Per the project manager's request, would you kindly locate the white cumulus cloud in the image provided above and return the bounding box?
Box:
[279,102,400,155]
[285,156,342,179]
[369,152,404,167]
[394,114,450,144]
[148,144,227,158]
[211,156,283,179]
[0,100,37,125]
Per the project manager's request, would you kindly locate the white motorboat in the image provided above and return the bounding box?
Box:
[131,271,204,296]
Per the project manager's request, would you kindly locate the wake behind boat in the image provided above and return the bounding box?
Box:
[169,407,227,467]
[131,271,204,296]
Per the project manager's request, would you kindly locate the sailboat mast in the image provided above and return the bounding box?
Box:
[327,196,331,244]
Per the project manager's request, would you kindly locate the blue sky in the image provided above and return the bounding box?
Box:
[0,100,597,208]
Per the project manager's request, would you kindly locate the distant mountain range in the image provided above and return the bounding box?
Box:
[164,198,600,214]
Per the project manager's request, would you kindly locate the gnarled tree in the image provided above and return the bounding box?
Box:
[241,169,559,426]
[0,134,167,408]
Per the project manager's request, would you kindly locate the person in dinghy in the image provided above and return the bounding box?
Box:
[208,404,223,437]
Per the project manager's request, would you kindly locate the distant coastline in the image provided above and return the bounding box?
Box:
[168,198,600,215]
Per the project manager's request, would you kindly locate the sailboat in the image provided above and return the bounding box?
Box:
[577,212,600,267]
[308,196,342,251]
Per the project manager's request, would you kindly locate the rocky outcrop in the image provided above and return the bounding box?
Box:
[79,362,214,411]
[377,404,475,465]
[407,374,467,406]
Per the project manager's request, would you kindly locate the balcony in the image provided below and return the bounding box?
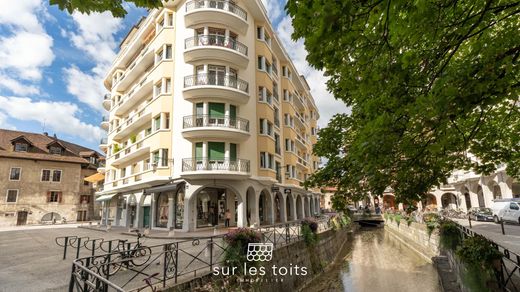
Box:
[112,142,150,166]
[97,161,105,173]
[101,116,110,131]
[103,93,112,111]
[114,47,154,92]
[183,73,249,104]
[112,107,152,140]
[181,158,250,179]
[184,34,249,69]
[99,138,108,152]
[115,75,153,116]
[184,0,249,34]
[182,115,250,140]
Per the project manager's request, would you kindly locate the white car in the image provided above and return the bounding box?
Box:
[491,199,520,224]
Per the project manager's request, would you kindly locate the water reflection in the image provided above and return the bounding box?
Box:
[303,229,440,292]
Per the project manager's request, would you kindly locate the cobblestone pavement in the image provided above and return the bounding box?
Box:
[0,226,181,292]
[452,219,520,254]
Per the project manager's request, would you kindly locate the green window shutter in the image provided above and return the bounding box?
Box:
[195,103,204,116]
[229,105,237,119]
[208,102,225,118]
[208,142,225,160]
[195,142,202,160]
[229,143,237,161]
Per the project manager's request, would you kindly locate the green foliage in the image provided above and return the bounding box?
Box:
[301,225,318,247]
[394,213,402,227]
[294,0,520,205]
[49,0,162,17]
[439,220,461,250]
[224,228,262,273]
[423,213,440,236]
[456,235,502,267]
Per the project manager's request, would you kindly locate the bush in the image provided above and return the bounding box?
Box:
[439,220,461,250]
[302,217,318,233]
[302,224,318,247]
[224,228,262,272]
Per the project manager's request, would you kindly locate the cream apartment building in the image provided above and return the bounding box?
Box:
[97,0,320,231]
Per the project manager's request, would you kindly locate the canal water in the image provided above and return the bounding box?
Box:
[303,228,441,292]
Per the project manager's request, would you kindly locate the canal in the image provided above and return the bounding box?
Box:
[303,228,441,292]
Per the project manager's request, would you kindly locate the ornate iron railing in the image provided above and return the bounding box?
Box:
[184,34,247,56]
[182,115,249,132]
[69,220,329,292]
[452,221,520,292]
[186,0,247,21]
[184,73,249,93]
[182,158,250,173]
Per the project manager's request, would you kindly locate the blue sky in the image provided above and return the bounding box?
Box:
[0,0,346,150]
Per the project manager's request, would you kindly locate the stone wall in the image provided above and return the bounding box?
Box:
[163,229,352,292]
[385,220,439,261]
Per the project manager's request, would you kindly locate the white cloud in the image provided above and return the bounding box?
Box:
[63,66,106,112]
[268,4,350,128]
[0,31,54,81]
[64,12,123,111]
[0,0,54,94]
[0,74,40,95]
[0,96,104,142]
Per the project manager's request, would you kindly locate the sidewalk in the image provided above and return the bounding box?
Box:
[78,225,236,239]
[451,218,520,254]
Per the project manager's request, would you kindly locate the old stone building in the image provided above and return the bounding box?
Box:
[0,129,103,226]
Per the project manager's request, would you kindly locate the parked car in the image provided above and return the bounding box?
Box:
[468,207,493,221]
[491,198,520,224]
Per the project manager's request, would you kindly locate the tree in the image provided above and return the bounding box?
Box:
[49,0,162,17]
[286,0,520,203]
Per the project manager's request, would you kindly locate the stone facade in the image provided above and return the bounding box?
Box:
[0,130,98,226]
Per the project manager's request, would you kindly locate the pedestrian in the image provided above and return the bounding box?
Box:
[225,209,231,227]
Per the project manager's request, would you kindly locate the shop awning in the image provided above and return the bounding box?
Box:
[96,194,117,202]
[85,172,105,183]
[144,183,178,194]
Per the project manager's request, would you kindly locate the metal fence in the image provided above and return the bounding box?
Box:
[69,219,330,292]
[452,221,520,291]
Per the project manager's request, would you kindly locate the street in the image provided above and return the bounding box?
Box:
[452,219,520,254]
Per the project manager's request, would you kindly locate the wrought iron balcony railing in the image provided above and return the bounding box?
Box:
[182,158,250,173]
[184,34,247,56]
[184,73,249,93]
[182,115,249,132]
[186,0,247,21]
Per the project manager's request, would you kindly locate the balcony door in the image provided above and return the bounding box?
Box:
[208,65,226,86]
[208,142,226,170]
[208,102,226,126]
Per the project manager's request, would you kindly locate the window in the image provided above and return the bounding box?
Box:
[5,190,18,203]
[79,195,90,204]
[9,167,22,180]
[14,143,29,152]
[52,170,61,182]
[49,146,61,155]
[153,115,161,131]
[164,45,172,60]
[274,133,282,154]
[47,191,61,203]
[164,113,170,129]
[274,106,280,127]
[161,149,168,167]
[42,169,51,181]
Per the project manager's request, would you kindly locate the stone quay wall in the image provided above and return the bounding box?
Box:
[385,220,440,262]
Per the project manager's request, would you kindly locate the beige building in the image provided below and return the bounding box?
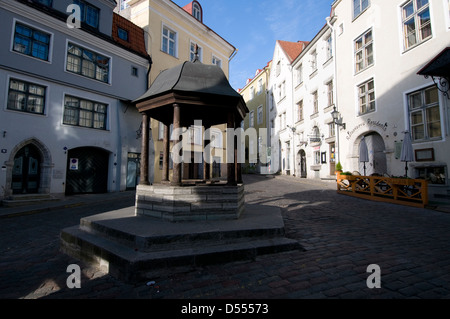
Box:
[238,62,271,174]
[330,0,450,201]
[116,0,237,183]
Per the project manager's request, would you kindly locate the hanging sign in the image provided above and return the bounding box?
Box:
[69,158,78,171]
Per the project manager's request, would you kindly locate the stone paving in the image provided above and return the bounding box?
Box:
[0,175,450,300]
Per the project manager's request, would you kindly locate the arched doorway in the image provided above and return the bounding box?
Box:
[358,132,387,176]
[66,147,109,195]
[297,150,308,178]
[11,144,42,194]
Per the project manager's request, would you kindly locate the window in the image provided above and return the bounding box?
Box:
[212,56,222,68]
[296,64,303,85]
[355,30,373,73]
[117,28,128,42]
[402,0,432,50]
[162,27,177,57]
[73,0,100,29]
[327,81,334,107]
[311,50,317,73]
[66,43,110,83]
[120,0,130,11]
[63,96,107,130]
[278,81,286,100]
[33,0,53,8]
[13,23,50,61]
[328,122,336,137]
[7,79,46,114]
[189,126,203,145]
[190,42,203,62]
[257,79,263,95]
[250,86,255,100]
[211,128,223,148]
[314,151,321,165]
[309,126,322,143]
[297,100,303,122]
[325,35,333,60]
[158,122,165,141]
[257,105,264,124]
[131,66,139,77]
[192,2,202,21]
[312,91,319,114]
[358,79,375,115]
[408,86,442,141]
[353,0,370,19]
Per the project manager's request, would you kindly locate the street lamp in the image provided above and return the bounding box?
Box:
[331,106,346,130]
[287,125,297,176]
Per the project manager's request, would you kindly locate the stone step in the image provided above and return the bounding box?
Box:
[80,216,285,251]
[61,205,302,281]
[61,226,302,282]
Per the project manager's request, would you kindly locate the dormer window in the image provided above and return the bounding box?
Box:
[117,27,128,42]
[192,2,203,22]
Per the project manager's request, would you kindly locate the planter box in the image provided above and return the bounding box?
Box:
[389,178,415,186]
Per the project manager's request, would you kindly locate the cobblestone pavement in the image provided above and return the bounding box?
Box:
[0,175,450,299]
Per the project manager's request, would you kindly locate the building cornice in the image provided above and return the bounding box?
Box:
[129,0,237,60]
[0,0,148,66]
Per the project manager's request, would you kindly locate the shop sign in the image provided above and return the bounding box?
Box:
[346,119,389,140]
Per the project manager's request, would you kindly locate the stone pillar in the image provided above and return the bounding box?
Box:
[162,125,170,183]
[139,113,150,185]
[203,126,212,181]
[171,104,182,186]
[227,112,236,186]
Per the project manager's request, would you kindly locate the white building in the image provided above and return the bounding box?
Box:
[291,25,336,179]
[268,40,308,175]
[0,0,149,198]
[330,0,450,201]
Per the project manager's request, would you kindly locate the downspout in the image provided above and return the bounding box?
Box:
[325,17,341,164]
[228,48,239,63]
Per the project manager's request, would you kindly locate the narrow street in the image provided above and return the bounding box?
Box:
[0,175,450,299]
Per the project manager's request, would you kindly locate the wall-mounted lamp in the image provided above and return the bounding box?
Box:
[331,106,346,130]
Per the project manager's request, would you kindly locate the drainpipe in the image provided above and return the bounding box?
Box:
[325,17,341,164]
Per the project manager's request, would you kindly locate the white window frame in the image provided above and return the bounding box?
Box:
[356,78,377,116]
[189,41,203,62]
[248,111,255,127]
[256,105,264,124]
[400,0,433,51]
[211,55,222,68]
[405,85,445,143]
[10,18,55,64]
[161,23,178,58]
[192,2,202,22]
[352,0,371,20]
[64,39,113,86]
[353,28,375,74]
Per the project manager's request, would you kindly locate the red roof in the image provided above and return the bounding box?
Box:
[183,1,203,22]
[277,40,309,63]
[112,13,148,57]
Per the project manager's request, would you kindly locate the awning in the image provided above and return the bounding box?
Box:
[417,47,450,98]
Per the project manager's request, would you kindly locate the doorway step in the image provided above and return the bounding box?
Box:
[1,194,59,207]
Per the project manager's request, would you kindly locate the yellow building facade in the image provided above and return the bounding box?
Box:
[239,62,271,174]
[117,0,237,183]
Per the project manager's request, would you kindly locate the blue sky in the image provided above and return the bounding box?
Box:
[173,0,333,89]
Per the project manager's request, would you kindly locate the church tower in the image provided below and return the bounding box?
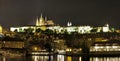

☆ ☆ ☆ ☆ ☆

Reproduce the listing from its first line through the line containing "[182,115,250,140]", requests included, but shift every bounding-box coordinate in the answers up by 63. Leave the pictures out.

* _Expected output_
Per the project manager's request, would you kindly locate the white cumulus cloud in the image provided above and return the bounding box?
Box:
[342,165,463,218]
[348,219,405,242]
[432,215,467,230]
[457,177,513,207]
[211,207,290,221]
[274,219,346,242]
[63,163,100,188]
Per the project manager's request, would you kindly locate the white motorboat in the image provided above and return the bounding box?
Box:
[194,334,267,359]
Per the project manager's request, would you kindly locate the wake behind boat in the image provided above and return the bounding box?
Box:
[232,470,290,530]
[194,334,267,359]
Per the project manager's request, would you kindly locate the sailboat mast in the image provided above and return the bounding box?
Box:
[390,259,394,307]
Per the project manager's request, would you kindly locate the blue sky in the image provided above and return the bounding box?
Box:
[63,163,660,271]
Per the project manager's request, would you kindly locate the distant mountain range in the image provided above and return the bounding box?
Box:
[227,261,663,277]
Per the project manager's request, would you kindly locate the gnarled tree in the image provided above and return the bounding box?
Box:
[304,232,622,489]
[63,197,230,471]
Per the project manager's request, would you kindly locate the person in dinghy in the image provided above and return the bounding box?
Box:
[271,467,286,500]
Per the project manager's request, would you kindly locate the distant coastline in the image provided above and return the bounding box?
Box:
[231,261,663,278]
Per the project manager's request, would you kindly locate the sailboat in the image provided above and return the bounding box?
Box:
[640,275,663,330]
[371,259,405,314]
Per the project manager's request, would you kindly locate the rocky outcrop in the image provided above and return the bounding box?
Box:
[142,425,277,474]
[440,467,538,528]
[470,437,530,469]
Per the project manager's request, would you kindly locate the balcony in the image provided below and return the bounding box?
Box:
[175,205,213,229]
[160,224,168,236]
[164,179,173,194]
[166,156,175,174]
[177,110,217,155]
[246,136,312,167]
[175,170,215,203]
[244,221,313,242]
[247,97,312,132]
[162,201,171,215]
[178,138,216,179]
[247,63,312,97]
[245,178,313,203]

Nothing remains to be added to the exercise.